The task |
Extend the seminar announcement on point process models for discrete event data, starting after its last sentence.

Extracted text |
-----

Please join us in welcoming Yao Xie, Harold R. and Mary Anne Nash Early Career Professor, Associate Director of Machine Learning and Data Science and Associate Professor at the H. Milton Stewart School of Industrial and Systems Engineering at Georgia Tech. She will talk about her research on Point process models for discrete events data
Discrete events are a sequence of observations consisting of event time, location, and possibly “marks” with additional event information. Such event data is ubiquitous in modern applications, including social networks, power networks, seismic activities, police reports data, neuronal spike trains, and COVID-19 data. We are particularly interested in capturing the complex dependence of the discrete events data, such as the latent influence — triggering or inhibiting effects of the historical events on future events. I will present our recent research on this topic from the continuous-time and the discrete-time approaches and introduce computationally efficient model estimation procedures with statistical guarantees, leveraging the recent advances in variational inequality for monotone operators that bypass the difficulty posed by the original non-convex model estimation problem. The performance of the proposed method is illustrated using real-world data: crime, power outage, hospital ICU, and COVID-19 data.

-----

Data records |
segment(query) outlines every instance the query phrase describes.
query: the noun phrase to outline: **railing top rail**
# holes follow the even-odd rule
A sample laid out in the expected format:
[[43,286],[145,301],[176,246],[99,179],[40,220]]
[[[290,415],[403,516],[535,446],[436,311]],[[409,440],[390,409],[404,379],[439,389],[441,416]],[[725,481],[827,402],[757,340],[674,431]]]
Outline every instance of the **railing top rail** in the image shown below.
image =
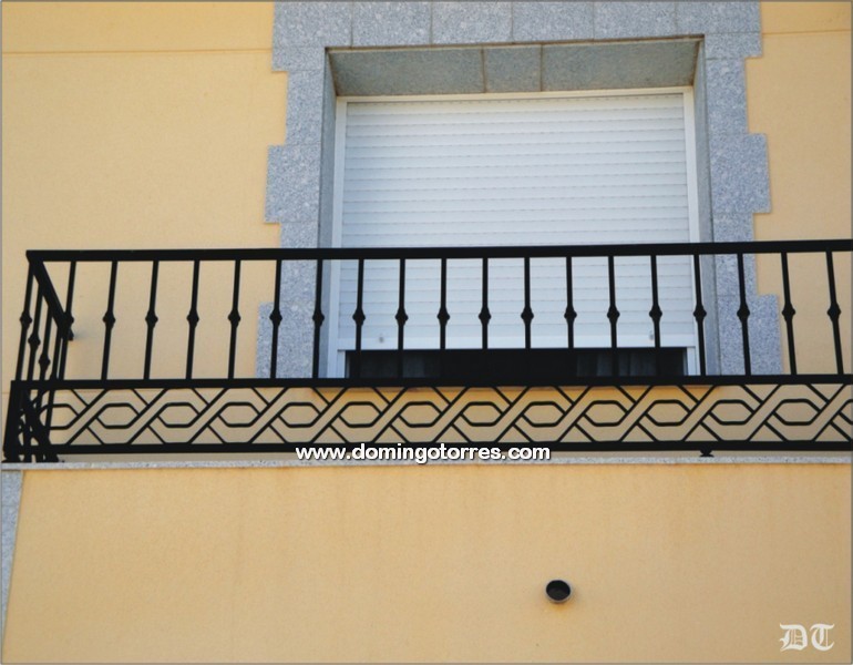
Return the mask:
[[614,245],[514,245],[472,247],[306,247],[207,249],[31,249],[31,263],[49,262],[181,262],[181,260],[318,260],[440,259],[602,256],[693,256],[727,254],[853,252],[853,239],[759,241],[748,243],[660,243]]

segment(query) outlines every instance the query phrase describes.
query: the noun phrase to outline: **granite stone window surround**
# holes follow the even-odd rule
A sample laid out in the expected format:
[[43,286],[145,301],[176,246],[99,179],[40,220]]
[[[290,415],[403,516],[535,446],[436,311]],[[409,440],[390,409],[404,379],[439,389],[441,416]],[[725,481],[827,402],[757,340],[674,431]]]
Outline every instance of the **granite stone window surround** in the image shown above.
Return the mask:
[[[770,207],[767,144],[747,126],[744,60],[761,54],[758,2],[281,2],[273,68],[288,72],[286,139],[268,153],[266,216],[282,247],[328,246],[336,98],[692,85],[702,241],[753,238]],[[285,119],[282,119],[285,121]],[[742,371],[734,257],[702,266],[709,368]],[[309,376],[314,268],[282,272],[280,376]],[[756,374],[780,371],[778,305],[747,262]],[[713,308],[711,308],[713,309]],[[270,307],[257,371],[268,376]],[[715,334],[716,332],[716,334]]]

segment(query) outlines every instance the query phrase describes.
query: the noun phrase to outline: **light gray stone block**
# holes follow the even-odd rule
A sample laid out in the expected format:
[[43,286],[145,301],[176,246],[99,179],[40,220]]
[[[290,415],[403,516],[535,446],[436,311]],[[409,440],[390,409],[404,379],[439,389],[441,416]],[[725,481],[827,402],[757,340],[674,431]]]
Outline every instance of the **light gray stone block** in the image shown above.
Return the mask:
[[747,86],[742,60],[706,62],[708,127],[713,134],[747,133]]
[[761,34],[740,32],[733,34],[708,34],[705,38],[706,58],[757,58],[761,55]]
[[323,47],[282,47],[273,50],[273,69],[281,72],[322,70],[326,63]]
[[[738,318],[739,300],[718,298],[720,354],[722,374],[741,375],[743,332]],[[750,365],[753,375],[781,374],[782,347],[779,330],[779,303],[775,296],[759,296],[749,304],[748,319]]]
[[[314,351],[314,295],[317,269],[312,262],[288,262],[281,269],[281,320],[278,376],[310,377]],[[325,311],[328,328],[329,313]]]
[[21,507],[21,489],[23,473],[21,471],[0,472],[0,494],[2,494],[2,536],[0,550],[2,554],[2,608],[0,610],[0,636],[6,627],[6,608],[9,603],[9,582],[12,579],[12,560],[14,542],[18,533],[18,512]]
[[287,249],[317,247],[317,225],[300,222],[285,222],[280,225],[280,245]]
[[512,2],[433,2],[432,43],[479,44],[512,39]]
[[595,39],[677,34],[675,2],[596,2]]
[[[305,225],[307,226],[307,225]],[[314,229],[316,234],[316,228]],[[316,245],[316,242],[315,242]],[[281,266],[281,294],[279,308],[281,323],[278,328],[276,377],[306,378],[311,376],[314,348],[314,293],[316,269],[311,262],[286,262]],[[258,309],[258,346],[256,372],[269,377],[273,348],[273,303]],[[323,309],[328,328],[328,308]]]
[[[717,274],[717,295],[727,298],[740,298],[740,277],[738,276],[738,258],[733,254],[721,254],[715,257]],[[743,285],[747,300],[754,298],[758,285],[756,282],[756,259],[743,256]],[[737,309],[737,308],[736,308]]]
[[705,45],[699,44],[696,75],[693,78],[693,106],[696,114],[696,178],[698,184],[699,239],[713,239],[711,221],[711,174],[708,151],[708,94],[705,85]]
[[294,71],[287,78],[285,144],[320,143],[322,136],[323,78],[314,70]]
[[718,243],[751,243],[753,224],[751,213],[729,213],[713,218],[713,239]]
[[456,94],[483,92],[479,49],[332,51],[340,95]]
[[486,92],[538,92],[542,89],[542,48],[484,49]]
[[711,197],[715,215],[770,211],[767,139],[763,134],[711,134]]
[[593,39],[593,2],[513,2],[513,41]]
[[543,90],[689,85],[698,42],[623,42],[545,45]]
[[331,66],[327,68],[322,95],[322,149],[320,166],[320,237],[321,247],[331,246],[332,213],[335,204],[335,129],[337,96]]
[[276,2],[273,49],[321,45],[349,47],[351,2]]
[[274,145],[269,149],[266,201],[268,222],[317,224],[320,150],[319,143]]
[[760,32],[759,3],[754,1],[695,2],[686,0],[676,7],[676,21],[681,34],[715,32]]
[[430,43],[430,2],[356,2],[353,47],[402,47]]

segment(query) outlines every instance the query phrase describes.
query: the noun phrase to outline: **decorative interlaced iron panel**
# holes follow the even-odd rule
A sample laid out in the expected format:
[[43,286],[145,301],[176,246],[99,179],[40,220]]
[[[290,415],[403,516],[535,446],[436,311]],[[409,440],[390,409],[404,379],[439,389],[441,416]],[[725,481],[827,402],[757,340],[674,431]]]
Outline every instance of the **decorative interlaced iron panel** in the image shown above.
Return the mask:
[[[39,403],[38,393],[28,397]],[[853,396],[844,383],[74,389],[42,395],[37,408],[35,420],[23,409],[19,421],[24,454],[45,436],[55,454],[363,442],[843,450],[853,429]]]

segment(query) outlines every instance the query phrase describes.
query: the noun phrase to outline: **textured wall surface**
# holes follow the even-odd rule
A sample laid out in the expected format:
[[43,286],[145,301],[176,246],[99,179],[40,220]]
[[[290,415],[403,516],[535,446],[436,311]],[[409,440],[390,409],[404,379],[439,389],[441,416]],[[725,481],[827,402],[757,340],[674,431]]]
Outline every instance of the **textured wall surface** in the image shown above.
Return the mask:
[[4,662],[850,657],[847,464],[25,477]]

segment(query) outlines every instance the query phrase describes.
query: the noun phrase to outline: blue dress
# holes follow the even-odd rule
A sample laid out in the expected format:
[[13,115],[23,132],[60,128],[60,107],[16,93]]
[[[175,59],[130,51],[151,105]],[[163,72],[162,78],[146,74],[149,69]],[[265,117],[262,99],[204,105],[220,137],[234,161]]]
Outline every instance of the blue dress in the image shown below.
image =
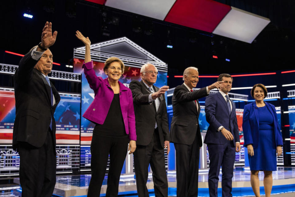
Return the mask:
[[251,170],[277,170],[276,147],[273,130],[273,118],[265,106],[258,107],[259,119],[258,146],[254,155],[248,155]]

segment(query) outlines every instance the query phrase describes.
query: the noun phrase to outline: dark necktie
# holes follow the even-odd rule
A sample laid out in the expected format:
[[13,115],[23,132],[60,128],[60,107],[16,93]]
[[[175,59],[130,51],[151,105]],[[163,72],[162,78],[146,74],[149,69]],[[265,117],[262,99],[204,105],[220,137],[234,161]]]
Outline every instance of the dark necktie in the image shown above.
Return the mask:
[[227,104],[227,107],[228,107],[228,111],[230,114],[231,112],[231,108],[230,107],[230,100],[228,98],[228,96],[226,95],[225,97],[226,98],[226,103]]
[[[53,105],[53,94],[52,94],[52,89],[51,88],[51,86],[50,85],[50,82],[49,81],[49,78],[48,78],[48,77],[47,76],[45,77],[45,79],[46,79],[46,81],[47,81],[47,82],[48,83],[48,84],[49,85],[49,86],[50,86],[50,103],[51,103],[51,106],[52,106]],[[49,127],[50,127],[50,129],[51,130],[51,131],[52,131],[52,119],[51,119],[51,121],[50,122],[50,125],[49,125]]]
[[[150,92],[152,93],[154,93],[154,91],[153,91],[153,90],[151,89],[151,87],[148,87],[148,90],[150,91]],[[158,127],[158,125],[157,124],[157,121],[156,121],[155,124],[155,129],[157,127]]]

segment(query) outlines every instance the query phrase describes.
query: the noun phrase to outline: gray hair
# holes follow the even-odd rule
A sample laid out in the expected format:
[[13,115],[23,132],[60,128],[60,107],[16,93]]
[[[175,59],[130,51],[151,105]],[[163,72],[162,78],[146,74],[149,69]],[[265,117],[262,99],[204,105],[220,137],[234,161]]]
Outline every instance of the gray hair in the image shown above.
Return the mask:
[[190,72],[190,70],[191,69],[195,70],[197,70],[197,71],[198,71],[198,72],[199,71],[199,70],[198,70],[198,68],[196,68],[195,67],[194,67],[193,66],[191,66],[190,67],[188,67],[188,68],[187,68],[184,70],[184,71],[183,71],[183,75],[182,77],[183,80],[183,81],[184,81],[184,75],[185,75],[186,76],[187,76],[188,74]]
[[154,66],[152,64],[150,63],[148,63],[146,64],[144,64],[144,65],[143,65],[142,66],[141,66],[141,68],[140,69],[140,73],[143,73],[144,72],[145,72],[146,69],[147,67],[148,66],[150,66],[151,65],[152,66],[154,66],[156,69],[156,71],[157,72],[158,72],[158,69],[157,68],[156,66]]

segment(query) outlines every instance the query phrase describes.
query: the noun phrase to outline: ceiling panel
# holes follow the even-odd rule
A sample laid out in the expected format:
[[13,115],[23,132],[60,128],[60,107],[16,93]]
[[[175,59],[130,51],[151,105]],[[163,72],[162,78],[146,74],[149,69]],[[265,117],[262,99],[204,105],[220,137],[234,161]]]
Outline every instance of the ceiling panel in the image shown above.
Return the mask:
[[177,0],[164,20],[211,33],[230,10],[212,0]]
[[269,19],[233,7],[214,34],[251,43],[270,22]]
[[105,5],[163,20],[176,0],[107,0]]

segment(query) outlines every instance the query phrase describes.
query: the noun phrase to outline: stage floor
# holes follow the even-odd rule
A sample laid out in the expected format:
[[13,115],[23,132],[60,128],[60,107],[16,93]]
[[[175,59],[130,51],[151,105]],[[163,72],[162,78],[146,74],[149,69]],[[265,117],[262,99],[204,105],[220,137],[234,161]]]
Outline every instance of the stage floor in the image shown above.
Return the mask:
[[[199,174],[199,196],[209,196],[208,183],[208,170],[200,170]],[[221,171],[218,183],[218,196],[221,195]],[[263,186],[263,173],[259,173],[260,180],[261,194],[264,194]],[[168,171],[167,173],[168,182],[168,195],[176,195],[176,174],[175,171]],[[248,196],[254,195],[250,182],[250,171],[247,168],[236,167],[234,171],[233,178],[233,191],[234,196]],[[278,167],[277,170],[273,173],[273,179],[272,194],[273,196],[295,196],[295,167]],[[58,175],[57,177],[57,183],[54,194],[56,196],[86,197],[91,175]],[[107,177],[104,180],[102,187],[101,196],[105,195],[106,190]],[[15,183],[19,183],[19,179],[15,178]],[[150,192],[150,196],[155,196],[153,193],[153,183],[151,174],[147,184]],[[19,191],[17,191],[19,192]],[[6,192],[5,192],[6,193]],[[12,192],[13,193],[13,192]],[[2,194],[4,194],[3,193]],[[6,193],[7,194],[7,193]],[[128,196],[136,196],[136,185],[134,176],[122,175],[120,178],[119,186],[119,195],[128,195]],[[133,194],[133,195],[132,195]],[[4,196],[17,196],[17,195],[2,195]]]

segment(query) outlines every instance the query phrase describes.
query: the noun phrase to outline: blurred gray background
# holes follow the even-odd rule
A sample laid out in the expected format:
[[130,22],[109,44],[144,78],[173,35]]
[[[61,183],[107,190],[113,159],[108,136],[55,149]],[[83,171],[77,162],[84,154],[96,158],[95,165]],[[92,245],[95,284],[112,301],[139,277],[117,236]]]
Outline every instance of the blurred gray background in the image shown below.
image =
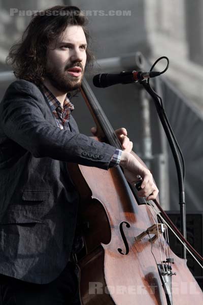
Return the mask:
[[[202,211],[203,2],[0,0],[1,98],[14,80],[8,73],[12,68],[6,65],[6,57],[28,24],[32,12],[62,4],[77,6],[89,16],[97,64],[87,75],[88,81],[114,128],[126,127],[133,150],[153,172],[160,189],[161,204],[166,210],[177,210],[174,162],[153,101],[138,84],[100,89],[93,87],[91,81],[95,74],[138,68],[138,52],[143,56],[142,69],[146,71],[159,57],[168,57],[168,70],[152,84],[162,97],[185,157],[187,209]],[[157,69],[165,66],[163,61]],[[94,124],[84,101],[80,96],[73,101],[81,131],[90,135],[90,128]]]

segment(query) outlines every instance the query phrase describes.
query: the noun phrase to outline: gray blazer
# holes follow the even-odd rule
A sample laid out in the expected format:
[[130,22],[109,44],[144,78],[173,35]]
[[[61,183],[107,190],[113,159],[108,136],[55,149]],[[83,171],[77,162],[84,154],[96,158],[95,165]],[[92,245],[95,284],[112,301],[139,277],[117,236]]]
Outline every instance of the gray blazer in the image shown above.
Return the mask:
[[[66,162],[107,169],[115,148],[61,130],[39,88],[20,80],[0,103],[0,273],[51,282],[68,261],[78,195]],[[88,154],[88,153],[90,154]]]

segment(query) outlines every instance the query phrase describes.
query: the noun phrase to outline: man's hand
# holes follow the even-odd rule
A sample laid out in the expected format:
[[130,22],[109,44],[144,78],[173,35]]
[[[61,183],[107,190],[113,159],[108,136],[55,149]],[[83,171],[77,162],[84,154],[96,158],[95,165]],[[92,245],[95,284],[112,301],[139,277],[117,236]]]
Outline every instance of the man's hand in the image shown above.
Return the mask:
[[124,151],[122,152],[120,164],[124,169],[125,178],[130,183],[135,184],[139,181],[138,175],[142,177],[143,182],[142,189],[138,192],[139,197],[147,197],[147,200],[156,199],[159,191],[148,169],[132,155]]
[[[99,139],[104,138],[103,134],[98,134],[96,127],[92,127],[91,131],[94,136],[97,137]],[[132,142],[130,141],[129,138],[127,136],[127,132],[125,128],[122,127],[115,131],[118,138],[122,144],[122,147],[125,151],[130,152],[132,149]]]

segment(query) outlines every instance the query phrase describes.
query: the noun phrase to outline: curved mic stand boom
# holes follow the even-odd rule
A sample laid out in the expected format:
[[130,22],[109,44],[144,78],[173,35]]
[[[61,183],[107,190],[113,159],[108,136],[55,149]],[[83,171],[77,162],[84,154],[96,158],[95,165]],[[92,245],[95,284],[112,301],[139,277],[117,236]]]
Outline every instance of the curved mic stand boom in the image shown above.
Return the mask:
[[[150,85],[149,82],[143,80],[142,81],[140,81],[139,82],[144,87],[154,101],[158,116],[165,131],[174,156],[177,172],[179,189],[179,204],[180,207],[181,220],[181,233],[184,237],[186,239],[186,226],[184,177],[181,162],[178,152],[177,140],[168,122],[166,114],[162,103],[160,103],[159,100],[159,98],[160,99],[160,97],[159,97],[159,96],[158,96],[158,95],[153,90]],[[186,249],[184,245],[182,245],[182,251],[183,258],[186,258]]]

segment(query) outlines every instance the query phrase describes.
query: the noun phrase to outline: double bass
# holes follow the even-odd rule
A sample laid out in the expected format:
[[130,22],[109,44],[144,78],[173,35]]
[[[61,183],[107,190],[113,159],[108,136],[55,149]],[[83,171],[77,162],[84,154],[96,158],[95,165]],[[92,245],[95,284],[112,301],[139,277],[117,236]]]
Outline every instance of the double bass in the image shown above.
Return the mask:
[[[122,149],[85,79],[81,92],[97,130],[108,143]],[[73,164],[68,167],[81,198],[85,250],[77,265],[81,304],[203,304],[186,260],[170,248],[157,201],[140,204],[134,187],[119,166],[108,171]]]

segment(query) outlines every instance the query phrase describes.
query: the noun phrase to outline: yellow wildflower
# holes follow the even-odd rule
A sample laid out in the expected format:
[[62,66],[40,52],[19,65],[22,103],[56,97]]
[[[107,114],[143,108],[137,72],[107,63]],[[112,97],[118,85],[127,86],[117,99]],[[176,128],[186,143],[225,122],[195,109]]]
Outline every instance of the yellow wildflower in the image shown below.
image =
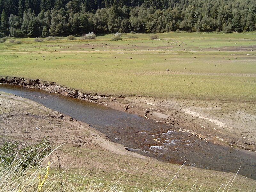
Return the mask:
[[43,187],[44,186],[44,182],[45,182],[45,181],[46,181],[46,180],[48,178],[48,176],[49,175],[49,170],[50,169],[50,162],[48,162],[48,165],[47,166],[47,167],[46,173],[45,173],[45,174],[44,175],[44,179],[42,180],[41,175],[39,175],[38,176],[38,178],[39,180],[39,182],[38,184],[38,187],[37,188],[38,192],[41,192],[42,188],[43,188]]

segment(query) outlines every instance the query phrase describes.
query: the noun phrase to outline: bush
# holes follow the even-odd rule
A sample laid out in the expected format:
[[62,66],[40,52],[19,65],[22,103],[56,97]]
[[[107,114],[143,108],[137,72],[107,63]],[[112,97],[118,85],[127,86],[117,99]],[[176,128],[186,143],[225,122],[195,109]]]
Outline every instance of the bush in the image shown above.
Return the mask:
[[121,33],[117,32],[111,38],[111,40],[112,41],[121,40],[123,39],[121,37],[122,36],[122,34]]
[[49,141],[45,139],[38,144],[19,149],[17,143],[5,141],[0,147],[1,165],[7,168],[15,161],[18,168],[24,169],[29,166],[34,167],[40,164],[41,161],[52,150]]
[[157,35],[153,35],[149,37],[150,39],[158,39],[158,36]]
[[89,33],[88,34],[85,34],[81,37],[82,39],[94,39],[96,38],[96,34],[93,32]]
[[45,38],[45,40],[46,41],[55,41],[57,39],[56,37],[53,36],[49,36]]
[[11,37],[9,37],[9,36],[5,36],[5,37],[2,37],[1,38],[1,39],[4,39],[4,40],[7,40],[7,39],[9,39],[11,38]]
[[44,39],[37,37],[35,39],[35,41],[36,42],[42,42],[44,41]]
[[10,42],[11,43],[14,43],[16,41],[16,40],[15,39],[10,39]]
[[14,43],[17,44],[20,44],[22,43],[22,42],[20,41],[16,41],[15,42],[14,42]]
[[76,38],[73,35],[69,35],[67,37],[67,39],[69,41],[72,41],[73,40],[75,40],[76,39]]
[[129,35],[127,38],[128,39],[138,39],[139,37],[135,35]]

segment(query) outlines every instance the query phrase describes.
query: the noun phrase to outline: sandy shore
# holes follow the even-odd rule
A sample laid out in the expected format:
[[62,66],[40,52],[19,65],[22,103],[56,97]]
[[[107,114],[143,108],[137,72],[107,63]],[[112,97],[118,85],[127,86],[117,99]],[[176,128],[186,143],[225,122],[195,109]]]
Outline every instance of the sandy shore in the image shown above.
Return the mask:
[[[103,180],[118,176],[125,182],[131,172],[128,184],[136,185],[145,165],[149,161],[139,182],[145,190],[163,188],[172,178],[180,166],[160,162],[128,151],[113,143],[89,125],[73,119],[29,100],[0,92],[0,132],[1,140],[18,142],[20,146],[40,141],[50,137],[55,143],[64,143],[63,167],[93,169]],[[36,128],[37,129],[36,129]],[[68,154],[68,155],[67,155]],[[54,157],[53,157],[54,158]],[[204,183],[204,191],[216,191],[233,174],[184,167],[172,186],[172,191],[189,191],[197,180]],[[254,191],[256,181],[238,176],[231,191]]]

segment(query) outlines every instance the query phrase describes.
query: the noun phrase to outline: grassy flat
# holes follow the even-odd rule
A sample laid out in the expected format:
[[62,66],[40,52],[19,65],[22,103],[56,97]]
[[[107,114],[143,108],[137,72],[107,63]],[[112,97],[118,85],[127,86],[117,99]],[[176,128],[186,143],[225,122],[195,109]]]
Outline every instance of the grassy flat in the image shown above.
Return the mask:
[[[111,35],[0,44],[0,76],[54,81],[88,92],[256,100],[252,33]],[[130,35],[138,38],[129,38]],[[167,71],[168,69],[170,71]]]

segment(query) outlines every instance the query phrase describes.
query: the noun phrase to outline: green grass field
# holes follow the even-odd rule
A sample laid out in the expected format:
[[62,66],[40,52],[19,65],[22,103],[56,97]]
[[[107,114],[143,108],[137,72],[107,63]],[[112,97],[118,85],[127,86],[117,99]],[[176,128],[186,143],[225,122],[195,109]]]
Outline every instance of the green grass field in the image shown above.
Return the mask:
[[138,38],[7,40],[0,44],[0,76],[93,93],[256,100],[256,33],[131,35]]

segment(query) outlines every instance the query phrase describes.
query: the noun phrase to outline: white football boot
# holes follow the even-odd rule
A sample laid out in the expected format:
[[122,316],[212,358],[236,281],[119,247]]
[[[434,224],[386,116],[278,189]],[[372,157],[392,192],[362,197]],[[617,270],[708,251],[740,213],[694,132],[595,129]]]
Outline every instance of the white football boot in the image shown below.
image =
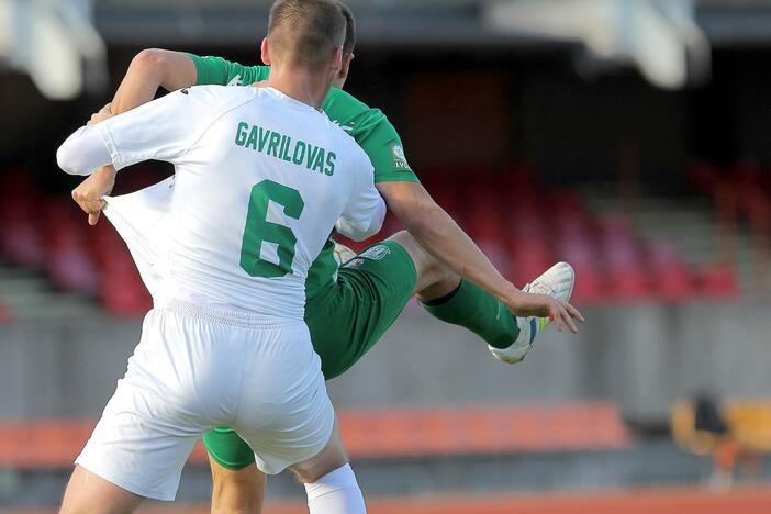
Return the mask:
[[345,245],[340,245],[339,243],[335,242],[335,260],[337,260],[337,264],[339,266],[343,266],[344,264],[348,262],[354,257],[356,257],[356,252],[354,252]]
[[[557,262],[544,275],[525,286],[522,290],[528,293],[547,294],[551,298],[570,300],[576,284],[576,271],[568,262]],[[533,343],[538,334],[549,324],[548,317],[517,317],[519,335],[507,348],[489,346],[492,355],[501,362],[513,365],[525,358],[533,348]]]

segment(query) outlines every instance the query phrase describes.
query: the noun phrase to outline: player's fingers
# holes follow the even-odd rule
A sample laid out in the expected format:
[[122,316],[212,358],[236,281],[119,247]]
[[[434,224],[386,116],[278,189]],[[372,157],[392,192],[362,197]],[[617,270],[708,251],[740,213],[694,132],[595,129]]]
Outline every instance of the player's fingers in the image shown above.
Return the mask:
[[566,303],[565,309],[568,311],[568,314],[570,314],[570,317],[573,317],[581,323],[586,321],[583,319],[583,314],[581,314],[581,312],[579,312],[579,310],[572,306],[570,303]]
[[565,329],[565,320],[562,317],[562,313],[559,309],[559,305],[557,305],[556,313],[554,314],[555,322],[557,323],[557,329],[559,332],[562,332]]
[[570,332],[578,334],[578,327],[576,326],[573,319],[570,317],[570,314],[568,314],[568,311],[562,311],[562,319],[565,320],[565,324],[568,325]]

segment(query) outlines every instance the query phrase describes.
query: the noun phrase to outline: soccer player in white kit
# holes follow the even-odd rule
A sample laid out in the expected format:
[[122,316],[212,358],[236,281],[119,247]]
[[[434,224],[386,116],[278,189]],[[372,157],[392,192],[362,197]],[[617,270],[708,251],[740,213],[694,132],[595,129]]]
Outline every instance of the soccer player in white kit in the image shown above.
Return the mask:
[[308,268],[332,230],[362,239],[386,212],[369,158],[319,109],[344,37],[334,0],[278,0],[266,88],[185,89],[59,148],[70,174],[159,159],[176,177],[154,309],[63,512],[174,500],[194,444],[225,424],[262,471],[293,469],[311,513],[365,512],[303,322]]

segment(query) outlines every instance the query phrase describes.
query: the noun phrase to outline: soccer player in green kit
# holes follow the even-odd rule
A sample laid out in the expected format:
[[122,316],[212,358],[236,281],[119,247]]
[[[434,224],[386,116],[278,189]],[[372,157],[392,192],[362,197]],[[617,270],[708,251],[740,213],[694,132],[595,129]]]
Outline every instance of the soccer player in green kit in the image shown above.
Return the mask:
[[[355,22],[347,8],[345,13],[345,57],[336,88],[343,87],[354,58]],[[249,86],[267,79],[269,72],[269,66],[242,66],[221,57],[143,51],[132,62],[110,109],[118,114],[146,103],[158,87]],[[310,269],[305,322],[327,380],[358,361],[413,295],[434,317],[480,336],[506,364],[522,360],[549,321],[560,331],[567,325],[576,332],[573,319],[583,317],[568,303],[574,282],[570,266],[559,264],[519,291],[420,185],[395,128],[381,111],[342,89],[332,90],[323,109],[367,153],[380,193],[407,228],[339,268],[331,238]],[[89,213],[89,223],[97,223],[100,197],[113,183],[114,170],[105,167],[72,191]],[[259,512],[265,476],[257,470],[252,449],[227,427],[206,434],[204,443],[214,479],[212,512]]]

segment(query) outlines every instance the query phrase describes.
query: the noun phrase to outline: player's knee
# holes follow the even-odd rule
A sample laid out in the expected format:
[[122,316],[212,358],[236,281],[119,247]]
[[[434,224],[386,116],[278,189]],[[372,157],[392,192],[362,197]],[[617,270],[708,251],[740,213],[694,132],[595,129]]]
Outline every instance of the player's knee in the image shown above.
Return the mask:
[[253,465],[241,470],[212,467],[212,513],[259,514],[266,480]]
[[313,483],[347,463],[348,454],[345,451],[339,433],[335,429],[326,447],[319,455],[292,466],[291,470],[301,483]]
[[412,234],[406,231],[398,232],[393,234],[388,241],[398,243],[412,258],[415,269],[418,275],[421,272],[427,271],[431,267],[437,264],[436,259],[432,257],[423,246],[415,239]]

-----

Task response |
Yao Xie is the Harold R. and Mary Anne Nash Early Career Professor and Associate Professor in the H. Milton Stewart School of Industrial and Systems Engineering at Georgia Tech.
Her research interests are in sequential statistical methods, statistical signal processing, big data analysis, compressed sensing, and optimization, and she has been involved in applications to wireless communications, sensor networks, and medical and astronomical imaging.
Dr. Xie previously served as Research Scientist in the Electrical and Computer Engineering Department at Duke University after receiving her Ph.D. in Electrical Engineering (minor in Mathematics) from Stanford University in 2011.